Tasks
1. According to the code excerpt, which model is the checkpoint based on?
2. Extract everything in the code excerpt from "Jaccard Similiarity." down to "return i,i+len(target)".

Text to read
++++++++++

This checkpoint based by deepset/xlm-roberta-base-squad2 model.

In [None]:
device = torch.device('cuda') if torch.cuda.is_available() else torch.device('cpu')

model = AutoModelForQuestionAnswering.from_pretrained("/kaggle/input/chaiick/checkpoint_all")
model.to(device)

Jaccard Similiarity.

In [None]:
def jaccard(str1, str2): 
    a = set(str1.lower().split()) 
    b = set(str2.lower().split())
    c = a.intersection(b)
    return float(len(c)) / (len(a) + len(b) - len(c))

In [None]:
def find_index(target, base):
    for i in range(len(base)):
        if target == base[i:i + len(target)]:
            return i,i+len(target)
    return -1,-1

In [None]:
model.eval()


def test_idx(
    df:pd.DataFrame,
    idx:int, 
    is_valid:bool = False, 
    log:bool = False
):
    question = df.loc[idx]['question']
    text = df.loc[idx]['context']
    
    if is_valid:
        answer = df.loc[idx]['answer_text']
    
    inputs = tokenizer.encode_plus(question, text, add_special_tokens=True, return_tensors="pt")
    
    if is_valid:
        start, end = find_index(tokenizer(answer)["input_ids"][1:-1], tokenizer(text)["input_ids"])
    input_ids = inputs["input_ids"][:, :512].to(device)
    attention_mask = inputs["attention_mask"][:, :512].to(device)

    result = model(input_ids, attention_mask=attention_mask)
    answer_start_scores = result['start_logits']
    answer_end_scores = result['end_logits']


    answer_start = torch.argmax(
        answer_start_scores
    )  # Get the most likely beginning of answer with the argmax of the score
    answer_end = torch.argmax(answer_end_scores) + 1  # Get the most likely end of answer with the argmax of the score

    answer = tokenizer.convert_tokens_to_string(
        tokenizer.convert_ids_to_tokens(
            input_ids[0][answer_start:answer_end]
        )
    )

++++++++++

Dataset entries

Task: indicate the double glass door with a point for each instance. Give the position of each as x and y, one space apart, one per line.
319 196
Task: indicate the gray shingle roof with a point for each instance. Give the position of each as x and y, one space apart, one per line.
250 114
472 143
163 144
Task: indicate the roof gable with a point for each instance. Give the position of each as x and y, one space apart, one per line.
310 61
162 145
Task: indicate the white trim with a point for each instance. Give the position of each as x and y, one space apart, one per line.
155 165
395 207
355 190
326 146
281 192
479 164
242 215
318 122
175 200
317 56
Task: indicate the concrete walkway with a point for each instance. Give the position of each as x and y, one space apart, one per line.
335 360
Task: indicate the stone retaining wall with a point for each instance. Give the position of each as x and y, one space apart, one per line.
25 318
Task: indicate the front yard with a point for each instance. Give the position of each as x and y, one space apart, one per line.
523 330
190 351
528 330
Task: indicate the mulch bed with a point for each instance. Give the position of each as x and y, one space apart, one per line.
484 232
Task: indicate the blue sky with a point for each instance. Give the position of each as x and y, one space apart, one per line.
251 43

++++++++++

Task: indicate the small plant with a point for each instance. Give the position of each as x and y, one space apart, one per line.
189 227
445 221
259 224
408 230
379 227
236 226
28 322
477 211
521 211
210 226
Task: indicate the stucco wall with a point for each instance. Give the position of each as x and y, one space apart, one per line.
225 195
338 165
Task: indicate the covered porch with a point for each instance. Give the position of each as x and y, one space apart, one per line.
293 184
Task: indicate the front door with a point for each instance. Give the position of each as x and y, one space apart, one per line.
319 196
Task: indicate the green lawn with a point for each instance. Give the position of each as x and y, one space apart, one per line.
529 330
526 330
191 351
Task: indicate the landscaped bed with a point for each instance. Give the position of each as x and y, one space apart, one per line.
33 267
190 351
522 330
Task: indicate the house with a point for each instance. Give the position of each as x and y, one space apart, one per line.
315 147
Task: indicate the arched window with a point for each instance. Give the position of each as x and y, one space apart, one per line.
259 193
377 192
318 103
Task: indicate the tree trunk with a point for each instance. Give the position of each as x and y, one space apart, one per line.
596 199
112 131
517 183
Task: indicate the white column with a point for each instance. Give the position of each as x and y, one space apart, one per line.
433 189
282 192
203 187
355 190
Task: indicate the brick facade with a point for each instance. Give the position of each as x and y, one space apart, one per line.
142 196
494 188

++++++++++

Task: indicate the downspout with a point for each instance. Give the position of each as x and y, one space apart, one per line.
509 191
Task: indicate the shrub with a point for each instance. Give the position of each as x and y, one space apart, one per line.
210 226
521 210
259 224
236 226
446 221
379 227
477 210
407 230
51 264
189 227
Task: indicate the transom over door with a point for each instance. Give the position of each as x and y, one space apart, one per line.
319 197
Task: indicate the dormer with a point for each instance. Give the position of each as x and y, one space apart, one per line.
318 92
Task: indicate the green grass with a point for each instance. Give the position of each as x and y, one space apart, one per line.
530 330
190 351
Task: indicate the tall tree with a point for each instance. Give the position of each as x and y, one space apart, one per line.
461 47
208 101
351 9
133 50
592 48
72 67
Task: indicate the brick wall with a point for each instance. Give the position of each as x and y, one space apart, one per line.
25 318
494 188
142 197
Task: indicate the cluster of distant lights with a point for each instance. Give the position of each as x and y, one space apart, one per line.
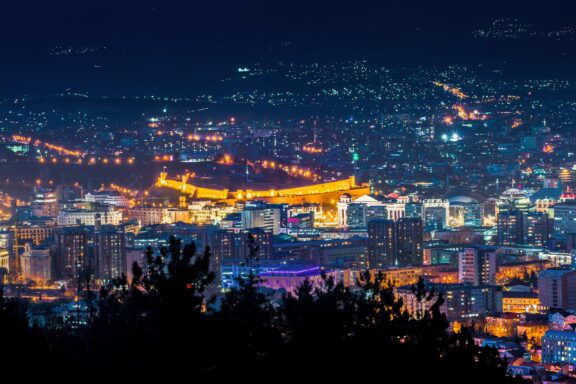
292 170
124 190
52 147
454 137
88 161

++++++++++

Solutions by task
1. deepset/xlm-roberta-base-squad2

2.
Jaccard Similiarity.

In [None]:
def jaccard(str1, str2): 
    a = set(str1.lower().split()) 
    b = set(str2.lower().split())
    c = a.intersection(b)
    return float(len(c)) / (len(a) + len(b) - len(c))

In [None]:
def find_index(target, base):
    for i in range(len(base)):
        if target == base[i:i + len(target)]:
            return i,i+len(target)